Exercise:
Locate the line that contains "The component shall point out each instance of the silver". Reproduce it and all following lines up to the end of the material, exactly and with nothing added.

Material for the task:
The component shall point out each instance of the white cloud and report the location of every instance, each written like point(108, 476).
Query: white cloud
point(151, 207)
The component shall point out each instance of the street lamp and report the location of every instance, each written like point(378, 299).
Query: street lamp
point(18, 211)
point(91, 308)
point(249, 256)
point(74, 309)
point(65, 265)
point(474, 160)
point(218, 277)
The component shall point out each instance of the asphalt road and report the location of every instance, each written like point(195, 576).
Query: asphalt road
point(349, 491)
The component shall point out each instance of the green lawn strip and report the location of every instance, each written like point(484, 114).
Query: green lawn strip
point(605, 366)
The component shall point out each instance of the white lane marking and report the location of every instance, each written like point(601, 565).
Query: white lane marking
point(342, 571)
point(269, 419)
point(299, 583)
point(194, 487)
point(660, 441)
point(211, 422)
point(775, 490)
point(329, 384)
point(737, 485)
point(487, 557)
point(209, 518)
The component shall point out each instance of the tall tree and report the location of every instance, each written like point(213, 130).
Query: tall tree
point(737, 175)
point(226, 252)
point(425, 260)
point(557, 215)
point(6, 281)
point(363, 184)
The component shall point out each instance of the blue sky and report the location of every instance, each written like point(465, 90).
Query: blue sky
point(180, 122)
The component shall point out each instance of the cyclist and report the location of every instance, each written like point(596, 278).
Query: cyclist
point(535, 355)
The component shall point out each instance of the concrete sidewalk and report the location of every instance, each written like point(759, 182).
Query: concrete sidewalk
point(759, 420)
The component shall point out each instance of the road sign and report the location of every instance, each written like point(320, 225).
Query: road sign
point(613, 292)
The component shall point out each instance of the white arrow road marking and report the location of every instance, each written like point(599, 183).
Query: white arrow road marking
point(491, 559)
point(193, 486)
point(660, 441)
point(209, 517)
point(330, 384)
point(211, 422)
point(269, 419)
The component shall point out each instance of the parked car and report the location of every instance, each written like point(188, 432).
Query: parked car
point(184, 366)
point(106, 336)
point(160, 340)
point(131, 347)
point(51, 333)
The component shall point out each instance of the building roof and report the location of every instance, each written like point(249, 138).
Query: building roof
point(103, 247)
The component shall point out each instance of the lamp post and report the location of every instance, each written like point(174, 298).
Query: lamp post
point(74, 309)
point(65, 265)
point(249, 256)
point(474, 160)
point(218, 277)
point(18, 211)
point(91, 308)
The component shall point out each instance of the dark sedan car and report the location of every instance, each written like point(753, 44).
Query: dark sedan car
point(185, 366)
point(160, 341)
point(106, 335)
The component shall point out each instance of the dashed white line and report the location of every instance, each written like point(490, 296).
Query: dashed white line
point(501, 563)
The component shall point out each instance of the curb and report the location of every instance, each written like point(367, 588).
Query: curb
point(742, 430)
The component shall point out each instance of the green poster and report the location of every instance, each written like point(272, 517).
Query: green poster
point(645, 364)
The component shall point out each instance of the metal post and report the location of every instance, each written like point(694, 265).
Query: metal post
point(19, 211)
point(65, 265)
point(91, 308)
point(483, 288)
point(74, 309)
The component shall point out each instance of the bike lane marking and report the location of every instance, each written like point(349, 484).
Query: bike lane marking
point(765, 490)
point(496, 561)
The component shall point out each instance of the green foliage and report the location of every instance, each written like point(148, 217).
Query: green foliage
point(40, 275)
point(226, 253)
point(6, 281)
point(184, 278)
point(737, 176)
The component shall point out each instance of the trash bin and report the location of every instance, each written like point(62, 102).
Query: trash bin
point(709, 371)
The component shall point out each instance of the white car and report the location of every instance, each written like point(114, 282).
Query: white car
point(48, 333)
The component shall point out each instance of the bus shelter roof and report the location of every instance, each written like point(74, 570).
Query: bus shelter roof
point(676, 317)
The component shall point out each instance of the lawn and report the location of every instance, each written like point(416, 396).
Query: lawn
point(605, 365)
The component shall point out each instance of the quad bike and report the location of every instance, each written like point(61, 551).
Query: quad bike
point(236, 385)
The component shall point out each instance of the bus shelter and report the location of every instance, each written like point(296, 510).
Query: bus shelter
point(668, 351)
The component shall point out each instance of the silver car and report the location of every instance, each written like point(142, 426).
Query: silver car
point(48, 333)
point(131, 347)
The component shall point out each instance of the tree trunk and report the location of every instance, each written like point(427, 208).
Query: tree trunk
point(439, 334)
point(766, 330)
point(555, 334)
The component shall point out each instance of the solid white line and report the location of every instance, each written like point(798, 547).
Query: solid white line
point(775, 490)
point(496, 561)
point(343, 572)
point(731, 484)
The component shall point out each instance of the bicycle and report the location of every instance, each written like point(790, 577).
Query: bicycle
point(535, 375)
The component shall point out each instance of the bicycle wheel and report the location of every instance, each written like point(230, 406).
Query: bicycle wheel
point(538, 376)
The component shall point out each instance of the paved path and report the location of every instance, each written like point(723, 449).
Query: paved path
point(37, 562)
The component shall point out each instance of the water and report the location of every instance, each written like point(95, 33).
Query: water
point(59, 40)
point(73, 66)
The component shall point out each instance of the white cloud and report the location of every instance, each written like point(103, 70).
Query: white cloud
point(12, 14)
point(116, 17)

Response below:
The component shall point out each instance of the silver car and report the location of every instance, each written like point(142, 426).
Query: silver car
point(48, 333)
point(131, 347)
The component shall point out each instance of the tree trunk and report the location of every instance, each written like point(427, 208).
Query: tree trunk
point(439, 334)
point(766, 330)
point(555, 334)
The component shall point out each instance of the solid white line and report the location of every instance, each written like point(798, 547).
Query: solid white line
point(775, 490)
point(496, 561)
point(343, 572)
point(731, 484)
The component shall point out each instance of the bicycle and report the location of every instance, each written like point(790, 577).
Query: bicycle
point(535, 375)
The component shall point out each instance of the bicycle wheel and report the location of every instance, each written like point(230, 406).
Query: bicycle wheel
point(538, 376)
The component shall point out each instance of the paved path and report the location of every instance, each written like point(723, 449).
Query: paved path
point(37, 562)
The component shall point out each instance of the water and report the location of every instance, each written like point(95, 33).
Query: water
point(59, 40)
point(73, 66)
The component shall point out each instance of the white cloud and report the location of every instance, each written like point(103, 70).
Query: white cloud
point(12, 14)
point(116, 17)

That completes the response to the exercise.